-- WRITTEN PROBLEM --
Please pick up the Singleton design pattern passage where it ends and keep writing it.

Singleton Design Pattern in OOPS

In Object-Oriented Programming, the Singleton design pattern is a way to ensure that an application has only one instance of a particular class, which can be accessed from anywhere in the application. This instance is like a global object that can be used to get things done without worrying about creating multiple copies of it.

A real-life example of this could be a cost estimation system for an organization. In this case, various departments contribute costs for their respective tasks, but they all need to report their expenses to a common object in the system. This object needs to have global access, i.e., it can be accessed from any part of the program, so that all the departments can easily access it and report their expenses. By doing so, we can ensure that all the departments have consistent and up-to-date information about the organization expenses.

Understanding Singleton via Example

Let's use the cost estimating system as an example. For this, we will create a system for a hypothetical company called COMPANY that has two departments: writing and publishing. These departments contribute to the company's expenditure costs, and we want to estimate the total cost from the present date all the way back to the beginning. To achieve this, we will keep track of the costs using an instance of the CostEstimator class.

-- DATASET RECORDS --
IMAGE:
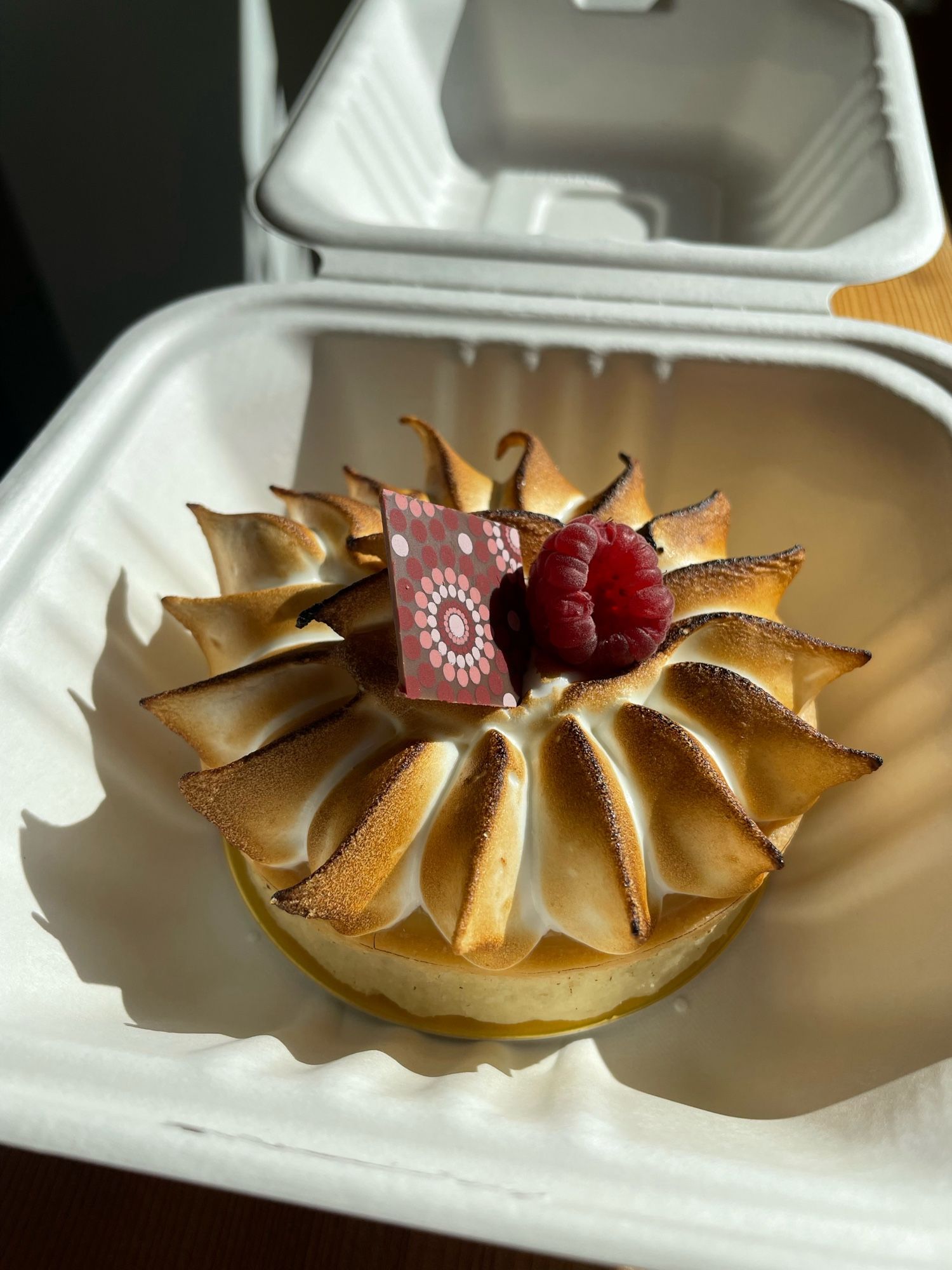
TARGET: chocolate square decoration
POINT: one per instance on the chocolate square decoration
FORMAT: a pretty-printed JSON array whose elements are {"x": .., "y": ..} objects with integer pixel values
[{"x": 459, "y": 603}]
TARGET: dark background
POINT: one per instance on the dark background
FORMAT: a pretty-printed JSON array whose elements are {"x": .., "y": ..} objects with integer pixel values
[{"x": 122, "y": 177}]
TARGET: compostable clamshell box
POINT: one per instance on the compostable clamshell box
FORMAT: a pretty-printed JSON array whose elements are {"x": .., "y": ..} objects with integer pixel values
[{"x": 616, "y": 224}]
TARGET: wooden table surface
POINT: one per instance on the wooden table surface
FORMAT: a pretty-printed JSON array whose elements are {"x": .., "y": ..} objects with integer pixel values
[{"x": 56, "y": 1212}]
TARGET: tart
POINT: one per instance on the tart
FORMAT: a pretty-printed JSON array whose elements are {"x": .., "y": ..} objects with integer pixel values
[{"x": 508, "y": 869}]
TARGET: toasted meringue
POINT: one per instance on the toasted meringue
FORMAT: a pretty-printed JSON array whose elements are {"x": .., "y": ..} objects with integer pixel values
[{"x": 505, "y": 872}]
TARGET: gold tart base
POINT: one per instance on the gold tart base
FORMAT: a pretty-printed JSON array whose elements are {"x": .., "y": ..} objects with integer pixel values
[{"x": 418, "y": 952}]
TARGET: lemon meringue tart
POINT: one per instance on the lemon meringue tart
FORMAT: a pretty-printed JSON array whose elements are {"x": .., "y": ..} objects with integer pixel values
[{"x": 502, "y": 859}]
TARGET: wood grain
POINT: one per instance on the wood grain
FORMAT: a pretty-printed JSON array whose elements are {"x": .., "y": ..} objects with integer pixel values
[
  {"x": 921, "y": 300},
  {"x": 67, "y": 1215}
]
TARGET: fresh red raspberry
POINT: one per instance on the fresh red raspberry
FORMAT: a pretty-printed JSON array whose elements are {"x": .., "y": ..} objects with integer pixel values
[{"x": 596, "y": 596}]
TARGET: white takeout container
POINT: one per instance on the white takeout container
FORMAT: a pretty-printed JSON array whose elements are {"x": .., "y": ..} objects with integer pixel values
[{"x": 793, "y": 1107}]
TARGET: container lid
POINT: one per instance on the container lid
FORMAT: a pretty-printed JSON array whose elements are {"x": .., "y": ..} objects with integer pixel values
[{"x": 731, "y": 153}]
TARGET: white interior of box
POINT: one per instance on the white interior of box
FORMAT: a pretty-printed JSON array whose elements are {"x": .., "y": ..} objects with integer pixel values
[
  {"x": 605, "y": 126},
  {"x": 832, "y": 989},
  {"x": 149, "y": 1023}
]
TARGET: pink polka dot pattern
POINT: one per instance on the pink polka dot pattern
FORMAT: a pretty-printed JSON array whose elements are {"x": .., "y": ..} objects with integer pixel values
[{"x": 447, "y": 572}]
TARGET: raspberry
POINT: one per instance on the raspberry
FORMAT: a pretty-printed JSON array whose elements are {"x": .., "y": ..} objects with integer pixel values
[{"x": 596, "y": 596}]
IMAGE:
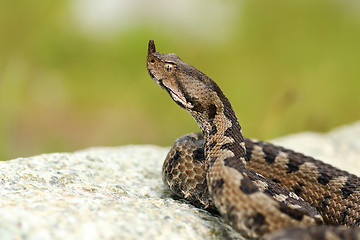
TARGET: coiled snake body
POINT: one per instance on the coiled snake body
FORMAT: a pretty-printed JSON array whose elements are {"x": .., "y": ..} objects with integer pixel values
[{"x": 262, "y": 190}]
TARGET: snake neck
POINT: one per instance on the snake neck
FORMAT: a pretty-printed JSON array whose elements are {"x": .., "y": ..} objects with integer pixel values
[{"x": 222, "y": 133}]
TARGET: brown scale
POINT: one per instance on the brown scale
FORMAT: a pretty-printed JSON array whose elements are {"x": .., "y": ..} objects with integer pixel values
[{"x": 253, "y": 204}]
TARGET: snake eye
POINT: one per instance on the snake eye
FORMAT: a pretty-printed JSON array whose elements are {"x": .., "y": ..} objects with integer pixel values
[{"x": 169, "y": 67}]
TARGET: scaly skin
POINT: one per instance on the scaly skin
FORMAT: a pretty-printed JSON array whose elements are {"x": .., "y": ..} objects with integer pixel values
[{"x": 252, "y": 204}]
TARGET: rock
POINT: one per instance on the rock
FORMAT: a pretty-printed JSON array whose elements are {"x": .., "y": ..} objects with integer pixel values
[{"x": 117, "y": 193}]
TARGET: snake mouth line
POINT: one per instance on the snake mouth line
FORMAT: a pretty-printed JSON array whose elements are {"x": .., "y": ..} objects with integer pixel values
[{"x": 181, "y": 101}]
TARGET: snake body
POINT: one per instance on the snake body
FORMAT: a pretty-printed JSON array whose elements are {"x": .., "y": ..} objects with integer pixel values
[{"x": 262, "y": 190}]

-- FINAL RESULT --
When it comes to the CostEstimator class, there are two main points to consider:

• Only one instance of CostEstimator is available throughout the lifetime of the program. This ensures that all departments are reporting to a single object.
• The CostEstimator object must be easily accessible to all departments.

Solution approach without using singleton pattern

One solution that might come to mind is to declare a global instance of the CostEstimator class i.e. making it easily accessible to all departments.

public class CostEstimator {
    public CostEstimator() {
        //constructor
    }
    //rest part of the class
}

//declared in global scope
CostEstimator costEstimator = new CostEstimator();

void writingDepartment() {
    //uses costEstimator object
}

void publishingDepartment() {
    //uses costEstimator object
}

Key observations

The above approach does not guarantee that there will be only one instance of the CostEstimator class. Different parts of the code can create new instances of the class by calling the constructor. For example, in the following code, calling writingDepartment() creates a new instance of CostEstimator, which is not what we want. Therefore, this approach does not meet our requirements.

//...
void writingDepartment() {
    //creates a new CostEstimator instance
    CostEstimator newCostEstimator = new CostEstimator();
}

void publishingDepartment() {
    //uses costEstimator objec
}
//...

Component and structure of singleton pattern

• Singleton (CostEstimator): It contains a static member of the same type as the class, which stores the single instance of the class, and a static method getInstance() that allows clients to access its unique instance.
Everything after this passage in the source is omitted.